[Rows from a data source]
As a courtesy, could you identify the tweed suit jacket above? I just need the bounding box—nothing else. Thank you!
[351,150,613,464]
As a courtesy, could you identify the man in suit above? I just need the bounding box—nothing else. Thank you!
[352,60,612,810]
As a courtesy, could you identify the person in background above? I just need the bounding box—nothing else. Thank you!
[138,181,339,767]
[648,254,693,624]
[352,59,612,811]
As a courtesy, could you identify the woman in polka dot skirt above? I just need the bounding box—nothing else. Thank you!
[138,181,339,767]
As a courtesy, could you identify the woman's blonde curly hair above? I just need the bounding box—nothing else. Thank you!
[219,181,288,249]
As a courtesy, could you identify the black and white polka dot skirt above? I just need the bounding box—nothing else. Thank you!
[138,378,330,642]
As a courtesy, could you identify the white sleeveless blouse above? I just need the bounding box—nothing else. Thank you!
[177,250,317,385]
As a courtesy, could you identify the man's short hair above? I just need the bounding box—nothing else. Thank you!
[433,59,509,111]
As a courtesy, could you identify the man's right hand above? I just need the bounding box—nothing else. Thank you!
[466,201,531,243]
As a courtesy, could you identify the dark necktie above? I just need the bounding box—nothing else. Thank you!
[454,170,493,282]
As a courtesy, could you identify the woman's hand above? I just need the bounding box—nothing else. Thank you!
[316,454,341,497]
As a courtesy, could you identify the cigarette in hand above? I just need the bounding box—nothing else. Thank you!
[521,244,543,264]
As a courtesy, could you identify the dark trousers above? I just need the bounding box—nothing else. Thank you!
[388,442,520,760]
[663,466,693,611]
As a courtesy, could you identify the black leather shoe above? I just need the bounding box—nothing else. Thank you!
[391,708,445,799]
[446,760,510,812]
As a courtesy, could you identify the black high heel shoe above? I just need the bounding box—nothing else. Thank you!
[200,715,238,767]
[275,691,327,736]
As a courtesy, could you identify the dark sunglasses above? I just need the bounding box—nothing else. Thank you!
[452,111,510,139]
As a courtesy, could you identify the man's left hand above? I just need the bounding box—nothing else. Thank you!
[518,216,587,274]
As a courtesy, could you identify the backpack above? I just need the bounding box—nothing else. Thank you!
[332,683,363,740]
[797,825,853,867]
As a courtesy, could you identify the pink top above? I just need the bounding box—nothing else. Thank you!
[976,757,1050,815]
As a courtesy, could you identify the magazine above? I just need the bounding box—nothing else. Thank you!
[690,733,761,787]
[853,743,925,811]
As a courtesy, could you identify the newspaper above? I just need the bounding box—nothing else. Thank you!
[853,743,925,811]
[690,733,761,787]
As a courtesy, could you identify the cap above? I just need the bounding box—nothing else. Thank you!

(PROBLEM DESCRIPTION):
Quote every row above word for word, keeping them in the same order.

(RESULT):
As a courtesy, could you identify the tweed suit jacket above? I just need the bounding box—nothing else. Thank you!
[351,150,613,464]
As a courtesy, could you identify the man in suit above? I just need the bounding box—nothing else. Thank you!
[352,60,612,810]
As a courtesy, could you identify the person in background above? I just need the bounding box—nothing else. Thank you!
[138,181,339,767]
[648,254,693,624]
[352,59,612,811]
As a courtesy, could you identify the woman in polka dot skirt above? I just need the bounding box—nothing else. Thank you!
[138,181,339,767]
As a courtesy, could you identify the woman's blonde curly hair above? I just need the bounding box—nothing else. Thank you!
[219,181,288,249]
As a courtesy, could you identify the black and white polka dot skirt above? I just need the bounding box—nothing else. Thank you!
[138,378,330,642]
As a courtesy, could you identify the white sleeveless blouse above? I just need the bounding box—nothing else. Thank you!
[177,250,317,385]
As a courtesy, could you identify the man's short hair above? I just need the bounding box—nothing else. Thank you!
[433,59,509,111]
As a courtesy, could you identify the man's right hand above? I just need the bounding box—nothing else. Thank you!
[466,201,531,243]
As a courtesy, could you identify the dark necktie above? I just need the bounding box—nothing else. Thank you!
[454,170,493,282]
As a courtesy, could you identify the woman's hand above? I just need the bounding box—nothing else. Thank you!
[316,454,341,497]
As a courtesy, could you identify the cigarette in hand above? I just need the bounding box—nothing else. Thank you!
[521,244,543,264]
As a courtesy, could you identify the dark trousers above? I just need the bounding box—nothing else. Thank you!
[388,442,520,760]
[663,466,693,611]
As a courtesy, could you identify the black leather shoe above? I just need the bounding box—nothing else. Thank you!
[391,708,445,799]
[446,760,510,812]
As a courtesy, could you identify the black high heel shoe above? I just need the bounding box—nothing else. Thank you!
[200,715,238,767]
[275,691,327,736]
As a courtesy, could you identify the dark sunglasses above? I just need the bounding box—nothing else. Thank you!
[452,111,510,139]
As a courtesy, could you identify the man's left hand above? I just need the bounding box—nothing else. Thank you!
[518,216,587,274]
As a courtesy, could you identify the backpack above? I just need the bounding box—nothing else. Thank you!
[332,683,363,740]
[797,825,853,867]
As a courtesy, could you identify the pink top above? I just need the bounding box—nothing else. Thank you!
[976,757,1050,815]
As a courtesy, could you identify the magazine above? I just need the bounding box—nothing else. Thank you!
[690,733,761,787]
[853,743,925,811]
As a courtesy, could you identify the newspaper above? I just need the bounding box—nothing else. Thank you!
[853,743,925,811]
[690,733,761,787]
As a courtesy, could you identify the cap above? I just need the bounding box—nothing else. Thank you!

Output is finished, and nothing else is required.